== TRECHO ==
======
O capítulo dois parte dos desdobramentos da drástica perda de suprimento de borracha dos EUA, com a invasão japonesa à península da Malásia, para analisar o histórico aumento da dependência social e política norte-americana a objetos feitos com látex. Essa dependência gerou a busca pela borracha da Amazônia e, ao mesmo tempo, intensificou diversos debates sobre modernidade e identidade nacional nos EUA. Contendo em torno de três mil peças de borracha, os automóveis ganharam cada vez mais espaço nos EUA ao longo das primeiras décadas do século XX, transformando as comunicações, a produção, o comércio, a saúde e a sexualidade dos indivíduos. A borracha, por meio do seu uso nos automóveis, tornou-se parte da vida humana, símbolo da modernidade e do progresso, além de ter fundamental importância na produção de material bélico. O início da Segunda Guerra Mundial gerou uma corrida pela estocagem de borracha por parte do governo norte-americano e da iniciativa privada das grandes empresas de borracha manufaturada, provocando tensões entre esses agentes. Diante da falta de suprimentos, as discussões no Congresso americano culminaram com a decisão de investir na importação de borracha vinda da Amazônia e no incentivo ao desenvolvimento de borracha sintética a partir de derivados do petróleo, de modo a acabar com a dependência externa. Em março de 1942, Brasil e EUA assinaram os “Acordos de Washington”, prevendo diversos investimentos em infraestrutura, suporte técnico, sanitário e militar no país e em especial na Amazônia, em troca de suprir a demanda norte-americana e de apoio contra a Alemanha. Os acordos previam também reestruturar o sistema de trabalho nos seringais, buscando promover bem-estar social aos seringueiros, mas Garfield enfatiza como as elites amazônicas, além de políticos e empresários conservadores dos EUA buscaram frear quaisquer intervenções estatais nos meios de produção.
O terceiro capítulo analisa o esforço binacional de prover a mão de obra necessária para a extração de borracha na Amazônia e modificar qualitativamente o perfil do seringueiro e sua relação com o meio ambiente, de modo a aumentar a produtividade nos seringais. Apontada como indolente e fisicamente degenerada, a população da Amazônia era vista como inapta para maximizar a produtividade. Após debates e propostas entre o governo brasileiro e o norte-americano, optou-se mesmo pelo incentivo à migração de pessoas vindas do interior dos estados do Nordeste brasileiro, como aconteceu no Primeiro Ciclo da Borracha. O Serviço Especial de Mobilização de Trabalhadores para Amazônia (Semta) ficou encarregado de promover a migração, selecionando os trabalhadores de acordo com o biótipo e as condições de saúde, dando assistência aos migrantes durante o trânsito. O autor analisa as estratégias de mobilização com o uso das mídias (jornais, revistas ilustradas, cinema e rádio), o apoio dado pela Igreja católica e o surgimento da expressão “soldado da borracha”, com a associação do seringueiro à defesa nacional brasileira e à liberdade do mundo diante da ameaça hitlerista. Garfield também analisa nesse capítulo o fracasso das tentativas dos governos brasileiro e norte-americano em padronizar as relações de trabalho nos seringais, que, na prática, mantiveram-se da mesma forma como ocorriam no Primeiro Ciclo da Borracha, por força das elites locais.
======
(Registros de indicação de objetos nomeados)
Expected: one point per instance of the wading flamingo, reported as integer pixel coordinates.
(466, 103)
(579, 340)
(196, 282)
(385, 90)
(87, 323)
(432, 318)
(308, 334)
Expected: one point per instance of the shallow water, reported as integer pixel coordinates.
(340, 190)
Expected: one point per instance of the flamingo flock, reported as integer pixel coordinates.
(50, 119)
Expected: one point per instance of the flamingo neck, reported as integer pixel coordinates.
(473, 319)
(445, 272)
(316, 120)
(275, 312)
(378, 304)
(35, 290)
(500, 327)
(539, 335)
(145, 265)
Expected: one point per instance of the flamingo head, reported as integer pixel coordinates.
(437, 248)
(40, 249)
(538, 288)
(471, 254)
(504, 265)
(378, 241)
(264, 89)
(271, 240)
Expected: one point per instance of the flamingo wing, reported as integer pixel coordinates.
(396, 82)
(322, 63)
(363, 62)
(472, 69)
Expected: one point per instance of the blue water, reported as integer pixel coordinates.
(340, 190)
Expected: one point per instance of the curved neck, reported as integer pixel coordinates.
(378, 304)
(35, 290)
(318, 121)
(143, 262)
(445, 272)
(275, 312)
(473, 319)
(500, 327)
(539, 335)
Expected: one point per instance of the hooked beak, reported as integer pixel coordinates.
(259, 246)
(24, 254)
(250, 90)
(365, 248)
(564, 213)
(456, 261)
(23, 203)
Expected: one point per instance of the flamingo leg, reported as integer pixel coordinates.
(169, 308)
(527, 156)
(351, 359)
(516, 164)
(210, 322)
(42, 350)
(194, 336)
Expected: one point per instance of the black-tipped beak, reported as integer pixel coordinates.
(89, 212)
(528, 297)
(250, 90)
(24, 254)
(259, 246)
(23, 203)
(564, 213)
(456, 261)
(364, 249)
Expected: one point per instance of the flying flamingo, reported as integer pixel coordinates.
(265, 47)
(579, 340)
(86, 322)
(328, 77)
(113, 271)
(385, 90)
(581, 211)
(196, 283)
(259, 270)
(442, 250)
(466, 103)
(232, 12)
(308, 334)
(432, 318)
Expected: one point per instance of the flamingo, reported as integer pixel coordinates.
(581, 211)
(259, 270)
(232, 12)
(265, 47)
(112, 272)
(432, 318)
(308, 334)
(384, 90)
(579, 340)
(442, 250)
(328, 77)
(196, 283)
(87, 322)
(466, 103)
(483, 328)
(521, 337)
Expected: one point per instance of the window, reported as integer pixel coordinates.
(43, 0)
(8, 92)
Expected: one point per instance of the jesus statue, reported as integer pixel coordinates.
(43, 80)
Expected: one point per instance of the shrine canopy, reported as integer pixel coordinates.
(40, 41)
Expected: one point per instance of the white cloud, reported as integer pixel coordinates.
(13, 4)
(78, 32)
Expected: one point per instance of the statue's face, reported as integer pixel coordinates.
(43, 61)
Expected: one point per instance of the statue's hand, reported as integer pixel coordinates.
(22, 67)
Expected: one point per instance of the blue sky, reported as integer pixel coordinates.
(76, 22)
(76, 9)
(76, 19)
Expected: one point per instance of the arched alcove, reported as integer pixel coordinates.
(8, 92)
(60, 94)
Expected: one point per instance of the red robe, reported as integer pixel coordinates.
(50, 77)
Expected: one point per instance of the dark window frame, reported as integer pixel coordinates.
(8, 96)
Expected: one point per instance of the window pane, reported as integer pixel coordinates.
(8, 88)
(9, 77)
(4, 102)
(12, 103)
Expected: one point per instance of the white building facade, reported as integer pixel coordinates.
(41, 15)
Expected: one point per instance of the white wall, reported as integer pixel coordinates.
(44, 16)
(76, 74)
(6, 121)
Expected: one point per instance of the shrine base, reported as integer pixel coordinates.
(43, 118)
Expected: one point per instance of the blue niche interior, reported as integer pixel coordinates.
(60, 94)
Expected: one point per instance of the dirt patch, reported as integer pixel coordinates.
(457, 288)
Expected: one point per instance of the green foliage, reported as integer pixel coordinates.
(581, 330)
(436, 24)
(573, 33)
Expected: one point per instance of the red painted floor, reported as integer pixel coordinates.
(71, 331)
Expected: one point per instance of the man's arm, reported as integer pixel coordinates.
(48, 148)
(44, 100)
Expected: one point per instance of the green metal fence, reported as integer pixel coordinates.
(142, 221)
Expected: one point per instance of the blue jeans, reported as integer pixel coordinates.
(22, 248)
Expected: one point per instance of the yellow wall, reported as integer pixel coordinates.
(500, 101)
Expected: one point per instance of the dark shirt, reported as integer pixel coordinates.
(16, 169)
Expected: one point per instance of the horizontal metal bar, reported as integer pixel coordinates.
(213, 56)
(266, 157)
======
== TAREFAS A REALIZAR ==
1) Diga se cada afirmação abaixo está de acordo com o trecho, respondendo sim ou não e citando as palavras do trecho que decidem a questão.
(a) Os automóveis continham cerca de três mil peças de borracha.
(b) Os Acordos de Washington foram assinados em março de 1942.
(c) Os governos brasileiro e norte-americano conseguiram padronizar as relações de trabalho nos seringais.
2) Responda às perguntas a seguir com base no trecho.
(a) Que acontecimento causou a drástica perda de suprimento de borracha dos EUA?
(b) Qual órgão ficou encarregado de promover a migração de trabalhadores?
(c) De onde vinham as pessoas cuja migração foi incentivada?
3) Resuma o trecho em três frases.

== GABARITO ==
1)
(a) Sim: "Contendo em torno de três mil peças de borracha, os automóveis ganharam cada vez mais espaço nos EUA".
(b) Sim: "Em março de 1942, Brasil e EUA assinaram os “Acordos de Washington”".
(c) Não: "o fracasso das tentativas dos governos brasileiro e norte-americano em padronizar as relações de trabalho nos seringais".

2)
(a) A invasão japonesa à península da Malásia.
(b) O Serviço Especial de Mobilização de Trabalhadores para Amazônia (Semta).
(c) Do interior dos estados do Nordeste brasileiro.

3) A perda de suprimento de borracha, após a invasão japonesa à península da Malásia, levou os EUA a buscar a borracha da Amazônia e a assinar com o Brasil, em março de 1942, os Acordos de Washington. Para aumentar a produtividade nos seringais, os dois governos optaram por incentivar a migração de pessoas do interior do Nordeste, promovida pelo Semta com o apoio das mídias e da Igreja católica. As tentativas de padronizar as relações de trabalho fracassaram, e elas se mantiveram como no Primeiro Ciclo da Borracha por força das elites locais.